* [Exercício breve 1]: Filtre as linhas apresentadas e copie todas aquelas que contêm a palavra "house".

* [Texto fornecido]:

★ ★ ★

Não se desconhece que a arguida, para procurar convencer de que o dinheiro lhe havia sido doado pelo falecido, sustentou que era o seu principal apoio e que o mesmo, inclusive, passava longos períodos na sua residência. Porém, não logrou convencer o tribunal como se retira do teor da fundamentação, embora reportado e devidamente explicitado quanto a outro ponto da matéria de facto.
Assim, têm-se como não escrito o segmento em causa, por ser inócuo ou não assumir qualquer relevo para a decisão da causa.
Portanto, improcede, nesta vertente, o recurso interposto pela arguida.

3. O erro de julgamento e a violação do princípio in dubio pro reo.

★ ★ ★

(Excertos de dados de marcação de localização)
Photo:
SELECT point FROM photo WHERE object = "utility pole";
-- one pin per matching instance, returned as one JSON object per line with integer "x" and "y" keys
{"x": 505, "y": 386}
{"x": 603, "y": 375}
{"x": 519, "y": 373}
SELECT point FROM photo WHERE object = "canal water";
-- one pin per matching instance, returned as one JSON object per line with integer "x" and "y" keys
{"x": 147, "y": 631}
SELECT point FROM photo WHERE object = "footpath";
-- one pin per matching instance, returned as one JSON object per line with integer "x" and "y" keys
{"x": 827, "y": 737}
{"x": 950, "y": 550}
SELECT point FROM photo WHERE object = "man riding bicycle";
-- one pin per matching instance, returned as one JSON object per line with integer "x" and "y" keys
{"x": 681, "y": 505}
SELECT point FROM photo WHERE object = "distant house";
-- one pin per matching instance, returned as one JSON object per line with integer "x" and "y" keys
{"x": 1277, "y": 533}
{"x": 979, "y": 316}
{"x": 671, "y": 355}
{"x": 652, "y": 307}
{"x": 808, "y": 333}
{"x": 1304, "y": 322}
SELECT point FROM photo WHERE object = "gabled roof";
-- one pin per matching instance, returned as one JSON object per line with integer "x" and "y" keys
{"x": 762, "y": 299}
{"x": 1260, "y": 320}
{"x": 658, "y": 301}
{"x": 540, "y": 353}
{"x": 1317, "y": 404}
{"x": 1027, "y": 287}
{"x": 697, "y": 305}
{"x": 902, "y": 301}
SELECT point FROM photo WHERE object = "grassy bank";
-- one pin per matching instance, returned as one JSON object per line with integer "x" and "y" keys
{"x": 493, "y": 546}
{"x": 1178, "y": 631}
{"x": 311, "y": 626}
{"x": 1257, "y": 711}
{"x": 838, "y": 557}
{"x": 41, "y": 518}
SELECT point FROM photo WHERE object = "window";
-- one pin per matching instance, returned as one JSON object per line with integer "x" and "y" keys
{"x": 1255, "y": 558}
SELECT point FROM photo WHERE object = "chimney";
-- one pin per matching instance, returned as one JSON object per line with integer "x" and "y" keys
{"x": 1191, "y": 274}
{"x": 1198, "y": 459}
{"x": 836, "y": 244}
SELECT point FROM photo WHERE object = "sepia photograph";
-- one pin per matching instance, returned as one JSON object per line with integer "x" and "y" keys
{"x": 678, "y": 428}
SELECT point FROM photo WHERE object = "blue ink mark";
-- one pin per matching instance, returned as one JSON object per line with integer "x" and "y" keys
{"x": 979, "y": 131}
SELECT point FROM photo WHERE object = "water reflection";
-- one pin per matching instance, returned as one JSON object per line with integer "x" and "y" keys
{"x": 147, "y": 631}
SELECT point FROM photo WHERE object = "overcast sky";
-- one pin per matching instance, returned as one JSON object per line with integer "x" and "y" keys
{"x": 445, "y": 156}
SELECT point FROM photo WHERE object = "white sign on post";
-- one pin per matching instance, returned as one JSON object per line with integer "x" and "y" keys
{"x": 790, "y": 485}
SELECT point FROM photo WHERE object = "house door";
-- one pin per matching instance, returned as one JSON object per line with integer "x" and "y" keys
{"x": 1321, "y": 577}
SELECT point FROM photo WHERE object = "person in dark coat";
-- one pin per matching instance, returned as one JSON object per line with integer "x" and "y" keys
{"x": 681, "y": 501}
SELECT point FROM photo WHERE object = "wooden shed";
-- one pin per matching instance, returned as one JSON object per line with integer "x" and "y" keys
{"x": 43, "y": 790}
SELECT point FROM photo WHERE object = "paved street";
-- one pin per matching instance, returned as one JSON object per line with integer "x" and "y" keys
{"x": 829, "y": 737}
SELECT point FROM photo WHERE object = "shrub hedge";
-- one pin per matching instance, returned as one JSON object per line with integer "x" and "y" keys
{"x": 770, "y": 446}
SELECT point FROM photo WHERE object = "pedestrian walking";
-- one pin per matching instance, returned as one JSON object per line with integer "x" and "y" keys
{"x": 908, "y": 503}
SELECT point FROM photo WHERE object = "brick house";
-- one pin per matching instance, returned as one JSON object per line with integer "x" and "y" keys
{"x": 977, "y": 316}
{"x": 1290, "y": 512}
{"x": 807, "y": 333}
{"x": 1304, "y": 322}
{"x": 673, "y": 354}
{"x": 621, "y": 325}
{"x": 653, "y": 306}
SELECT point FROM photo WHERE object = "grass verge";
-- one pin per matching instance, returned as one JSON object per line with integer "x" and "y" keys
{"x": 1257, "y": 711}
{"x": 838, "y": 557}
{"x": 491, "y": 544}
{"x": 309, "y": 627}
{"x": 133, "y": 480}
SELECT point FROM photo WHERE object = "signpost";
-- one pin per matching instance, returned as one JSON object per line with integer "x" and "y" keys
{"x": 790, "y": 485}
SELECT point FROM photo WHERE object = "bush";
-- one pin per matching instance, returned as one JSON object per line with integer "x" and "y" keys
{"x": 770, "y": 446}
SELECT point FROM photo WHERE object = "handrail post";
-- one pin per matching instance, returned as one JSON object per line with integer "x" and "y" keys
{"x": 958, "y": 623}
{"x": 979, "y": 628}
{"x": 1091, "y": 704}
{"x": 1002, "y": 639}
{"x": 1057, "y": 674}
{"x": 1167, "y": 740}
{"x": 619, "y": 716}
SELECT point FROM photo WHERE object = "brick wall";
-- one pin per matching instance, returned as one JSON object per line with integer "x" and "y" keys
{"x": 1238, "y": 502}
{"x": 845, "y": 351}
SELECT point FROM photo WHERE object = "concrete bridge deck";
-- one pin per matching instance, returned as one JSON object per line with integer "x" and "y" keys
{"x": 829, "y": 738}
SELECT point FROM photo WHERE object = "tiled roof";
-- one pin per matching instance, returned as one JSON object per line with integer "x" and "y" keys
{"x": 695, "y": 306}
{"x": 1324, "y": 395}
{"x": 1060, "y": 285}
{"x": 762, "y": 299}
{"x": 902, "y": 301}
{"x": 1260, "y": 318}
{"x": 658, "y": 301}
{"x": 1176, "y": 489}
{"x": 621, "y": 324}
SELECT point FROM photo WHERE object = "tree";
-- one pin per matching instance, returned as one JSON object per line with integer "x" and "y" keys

★ ★ ★

* [Exercício breve 2]: Indique os conectores com que abrem as frases do texto sobre o recurso da arguida.

* [Resposta à tarefa 1]:
SELECT point FROM photo WHERE object = "distant house";
SELECT point FROM photo WHERE object = "house door";
SELECT point FROM photo WHERE object = "brick house";

* [Resposta à tarefa 2]:
Porém
Assim
Portanto